> _Document section_
================================
The B.C. government has outlined next steps to require parents to provide immunization records to public health units for students enrolled in public and private schools across the province.
“It’s a significant change. The first year will involve engaging with parents and ensure we have a full record,” Health Minister Adrian Dix said.
“We think mandatory reporting makes sense for everyone: for schools, parents and communities.”
The B.C. government announced the registration plan earlier this year following a February measles outbreak in Vancouver. An online petition has more than 57,000 signatures calling for mandatory vaccines in B.C., with medical exemptions.
Parents with missing or incomplete immunization records will be contacted directly by the local health authority. Starting in August, schools will receive immunization records and will contact parents at that point.
Public health officials will review school enrollment records in late August and into October to match them against immunization records for kindergarten-to-Grade 12 students that are already in the provincial immunization registry. For the first year of the reporting requirement will aim to help parents get their children up to date on immunizations by the end of the school year.
The vast majority of families in B.C. are already in compliance and will not have anything to do in September during the busy start of school season.
“Measles is serious and should not be happening this day and age in British Columbia. We need to take extra precautions to ensure our kids are kept safe in the school environment,” Education Minister Rob Fleming said.
================================
> _Listed records_
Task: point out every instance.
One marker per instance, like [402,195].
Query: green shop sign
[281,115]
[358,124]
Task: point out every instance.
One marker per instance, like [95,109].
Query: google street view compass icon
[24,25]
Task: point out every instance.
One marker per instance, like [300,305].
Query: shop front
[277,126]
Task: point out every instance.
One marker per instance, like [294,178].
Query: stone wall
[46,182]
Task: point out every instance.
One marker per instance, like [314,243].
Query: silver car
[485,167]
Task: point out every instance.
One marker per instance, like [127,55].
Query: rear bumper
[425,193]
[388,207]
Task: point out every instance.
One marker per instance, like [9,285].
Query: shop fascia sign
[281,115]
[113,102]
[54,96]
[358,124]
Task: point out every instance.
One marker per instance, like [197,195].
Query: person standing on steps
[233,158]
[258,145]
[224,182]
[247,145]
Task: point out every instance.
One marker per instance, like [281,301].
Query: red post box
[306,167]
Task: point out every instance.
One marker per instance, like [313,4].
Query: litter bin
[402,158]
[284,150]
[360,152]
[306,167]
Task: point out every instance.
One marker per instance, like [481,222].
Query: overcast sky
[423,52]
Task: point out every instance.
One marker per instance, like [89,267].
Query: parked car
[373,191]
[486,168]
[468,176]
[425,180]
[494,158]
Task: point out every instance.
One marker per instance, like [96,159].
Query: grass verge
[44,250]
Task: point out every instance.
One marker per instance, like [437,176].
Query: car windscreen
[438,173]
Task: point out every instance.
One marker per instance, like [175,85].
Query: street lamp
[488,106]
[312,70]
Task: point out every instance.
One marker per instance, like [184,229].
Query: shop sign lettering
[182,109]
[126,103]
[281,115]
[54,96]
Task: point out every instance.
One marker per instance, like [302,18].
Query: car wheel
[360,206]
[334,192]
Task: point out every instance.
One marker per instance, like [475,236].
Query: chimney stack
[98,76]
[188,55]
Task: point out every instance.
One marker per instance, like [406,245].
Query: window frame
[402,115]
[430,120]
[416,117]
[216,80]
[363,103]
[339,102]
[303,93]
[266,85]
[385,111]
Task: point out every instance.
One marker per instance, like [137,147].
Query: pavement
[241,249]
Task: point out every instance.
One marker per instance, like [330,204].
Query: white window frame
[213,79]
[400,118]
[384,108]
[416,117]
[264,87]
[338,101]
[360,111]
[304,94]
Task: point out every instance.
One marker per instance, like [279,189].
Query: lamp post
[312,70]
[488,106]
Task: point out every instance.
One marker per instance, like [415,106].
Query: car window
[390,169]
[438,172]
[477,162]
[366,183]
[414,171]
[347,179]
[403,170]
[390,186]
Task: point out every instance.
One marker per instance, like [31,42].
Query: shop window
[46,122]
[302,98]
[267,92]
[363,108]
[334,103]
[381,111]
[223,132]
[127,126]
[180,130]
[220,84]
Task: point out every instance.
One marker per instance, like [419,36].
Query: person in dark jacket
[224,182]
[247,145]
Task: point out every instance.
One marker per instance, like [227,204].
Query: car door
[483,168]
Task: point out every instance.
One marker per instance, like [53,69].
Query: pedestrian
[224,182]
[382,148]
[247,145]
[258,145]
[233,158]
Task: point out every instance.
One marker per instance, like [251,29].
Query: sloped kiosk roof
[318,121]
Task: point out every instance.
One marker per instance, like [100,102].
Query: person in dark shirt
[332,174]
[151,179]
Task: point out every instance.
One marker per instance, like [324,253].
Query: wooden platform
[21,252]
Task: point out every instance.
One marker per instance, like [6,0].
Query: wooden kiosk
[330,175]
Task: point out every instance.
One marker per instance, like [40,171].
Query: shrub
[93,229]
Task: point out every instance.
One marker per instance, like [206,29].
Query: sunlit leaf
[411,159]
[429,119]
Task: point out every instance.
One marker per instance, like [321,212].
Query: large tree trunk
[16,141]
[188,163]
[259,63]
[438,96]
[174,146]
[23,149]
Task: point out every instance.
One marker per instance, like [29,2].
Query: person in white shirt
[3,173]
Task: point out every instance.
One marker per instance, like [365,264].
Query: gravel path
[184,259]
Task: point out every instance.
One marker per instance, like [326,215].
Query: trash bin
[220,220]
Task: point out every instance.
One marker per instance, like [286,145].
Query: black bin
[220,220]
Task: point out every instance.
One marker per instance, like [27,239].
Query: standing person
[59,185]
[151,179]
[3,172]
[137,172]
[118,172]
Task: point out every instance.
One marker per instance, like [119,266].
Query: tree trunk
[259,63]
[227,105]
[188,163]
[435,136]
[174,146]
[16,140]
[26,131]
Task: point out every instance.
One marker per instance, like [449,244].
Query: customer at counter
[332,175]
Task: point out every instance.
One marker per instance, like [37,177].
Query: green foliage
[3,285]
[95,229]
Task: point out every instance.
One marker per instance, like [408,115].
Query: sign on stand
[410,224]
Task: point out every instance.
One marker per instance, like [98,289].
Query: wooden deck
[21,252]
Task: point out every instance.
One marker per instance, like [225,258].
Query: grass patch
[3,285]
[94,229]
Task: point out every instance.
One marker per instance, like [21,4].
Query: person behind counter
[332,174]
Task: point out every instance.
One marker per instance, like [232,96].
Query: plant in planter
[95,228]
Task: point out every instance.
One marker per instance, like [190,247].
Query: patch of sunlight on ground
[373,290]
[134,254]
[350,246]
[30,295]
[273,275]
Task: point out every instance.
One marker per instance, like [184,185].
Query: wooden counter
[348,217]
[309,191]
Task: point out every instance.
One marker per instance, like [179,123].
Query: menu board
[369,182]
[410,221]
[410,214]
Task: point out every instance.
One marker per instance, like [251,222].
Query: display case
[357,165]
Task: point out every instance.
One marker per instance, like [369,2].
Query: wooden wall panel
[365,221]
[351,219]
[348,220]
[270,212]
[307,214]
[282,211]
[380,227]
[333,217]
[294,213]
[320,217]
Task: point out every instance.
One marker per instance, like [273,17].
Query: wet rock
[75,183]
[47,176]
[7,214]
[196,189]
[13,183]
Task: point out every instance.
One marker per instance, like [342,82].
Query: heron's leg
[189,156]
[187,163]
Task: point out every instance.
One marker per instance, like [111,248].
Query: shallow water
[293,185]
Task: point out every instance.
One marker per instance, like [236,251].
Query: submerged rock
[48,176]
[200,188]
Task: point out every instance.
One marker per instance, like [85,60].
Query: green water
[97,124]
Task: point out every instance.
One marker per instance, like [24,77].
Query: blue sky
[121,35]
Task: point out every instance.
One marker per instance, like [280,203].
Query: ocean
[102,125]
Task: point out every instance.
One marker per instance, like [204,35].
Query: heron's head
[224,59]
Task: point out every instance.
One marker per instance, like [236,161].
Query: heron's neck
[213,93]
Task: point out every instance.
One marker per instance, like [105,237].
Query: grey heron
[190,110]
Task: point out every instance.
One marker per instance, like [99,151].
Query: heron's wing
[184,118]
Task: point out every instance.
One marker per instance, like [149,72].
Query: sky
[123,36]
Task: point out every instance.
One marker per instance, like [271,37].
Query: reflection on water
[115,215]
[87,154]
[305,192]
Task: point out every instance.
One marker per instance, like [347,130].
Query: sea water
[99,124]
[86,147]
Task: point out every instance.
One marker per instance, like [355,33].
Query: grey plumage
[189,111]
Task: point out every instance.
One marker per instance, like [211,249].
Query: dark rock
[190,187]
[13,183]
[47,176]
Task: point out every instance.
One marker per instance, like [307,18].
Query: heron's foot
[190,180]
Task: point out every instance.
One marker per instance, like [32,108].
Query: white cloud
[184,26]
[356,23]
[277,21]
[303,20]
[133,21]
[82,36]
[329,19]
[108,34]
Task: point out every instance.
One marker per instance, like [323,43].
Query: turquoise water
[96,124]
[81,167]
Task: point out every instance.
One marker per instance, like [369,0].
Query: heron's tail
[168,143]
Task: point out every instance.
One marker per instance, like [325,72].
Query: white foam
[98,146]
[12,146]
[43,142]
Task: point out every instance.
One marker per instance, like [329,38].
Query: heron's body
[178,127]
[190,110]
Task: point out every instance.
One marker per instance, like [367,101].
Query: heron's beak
================================
> _Work item A_
Please give again the passage of the article on B.C. school immunization records from "Public health officials" to "of school season.".
> _Work item B_
According to the article on B.C. school immunization records, why will most families in B.C. have nothing to do in September?
> _Work item C_
Pick up the article on B.C. school immunization records after its last sentence and continue it.

> _Written response A_
Public health officials will review school enrollment records in late August and into October to match them against immunization records for kindergarten-to-Grade 12 students that are already in the provincial immunization registry. For the first year of the reporting requirement will aim to help parents get their children up to date on immunizations by the end of the school year.
The vast majority of families in B.C. are already in compliance and will not have anything to do in September during the busy start of school season.

> _Written response B_
The vast majority of families in B.C. are already in compliance with the immunization reporting requirement. So they will not have anything to do in September, during the busy start of the school season.

> _Written response C_
“I want to send the message to the vast majority of parents, you are done.”
British Columbia Chief Medical Officer Dr. Bonnie Henry has recommended the province move towards mandatory registration.
Exemptions will exist for children who cannot receive vaccines due to medical reasons. If a parent does not want a child to receive an immunization because of philosophical reasons, Dix says they “would have to go through a process to state that.”
Recently, British Columbia has seen a substantial uptick in the number of people who have been vaccinated because of a concerted effort from the provincial government as part of an immunization catch up campaign.
Health authorities across British Columbia administered 15,796 doses of measles-containing vaccines to kindergarten to Grade 12 students from April 1 to May 30.
WATCH (Aired March 20, 2019): B.C. government to offer measles’ vaccines at schools
Based on the new wave of immunizations, 87.6 per cent of school-aged children have received the full two doses of the immunization. Nearly 95 per cent of K-to-12 students have at least one of two doses.
The province is targeting a province-wide immunization rate of 95 per cent. The catch-up campaign kicked off in April with the goal to immunize children, who have not previously been immunized against measles and those who may not have received both recommended doses.
WATCH (February 13, 2019): Current measles outbreak prompts advice to check your immunization status
Health authorities worked with the provincial government to review records for students before putting mandatory registration in place. Since the launch of the program, 566,106 students from kindergarten to Grade 12 have had their immunization records reviewed. Parents and guardians of students who have missing or incomplete records have been notified.
There are no jurisdictions in Canada that require vaccinations for students. Dix says the previous government considered registration for students and decided not to go forward.